### Brief
Render each line of the records below as a row in a Markdown table with the columns "No." and "Text", skipping blank lines and omitting the pictures.

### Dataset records
---

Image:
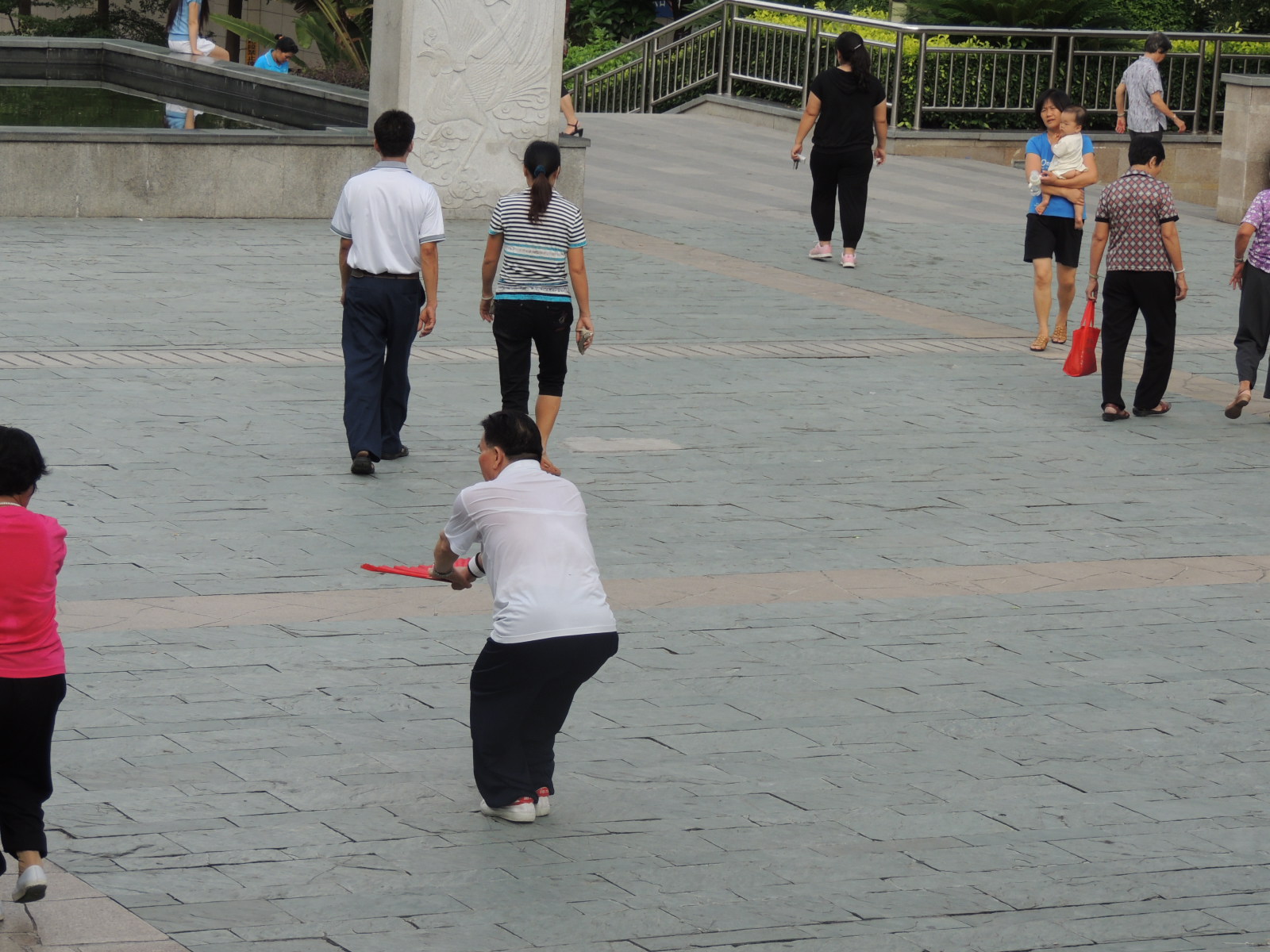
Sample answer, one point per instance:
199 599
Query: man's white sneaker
32 885
520 812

---

### The result
| No. | Text |
|---|---|
| 1 | Image: |
| 2 | Sample answer, one point per instance: |
| 3 | 199 599 |
| 4 | Query: man's white sneaker |
| 5 | 32 885 |
| 6 | 520 812 |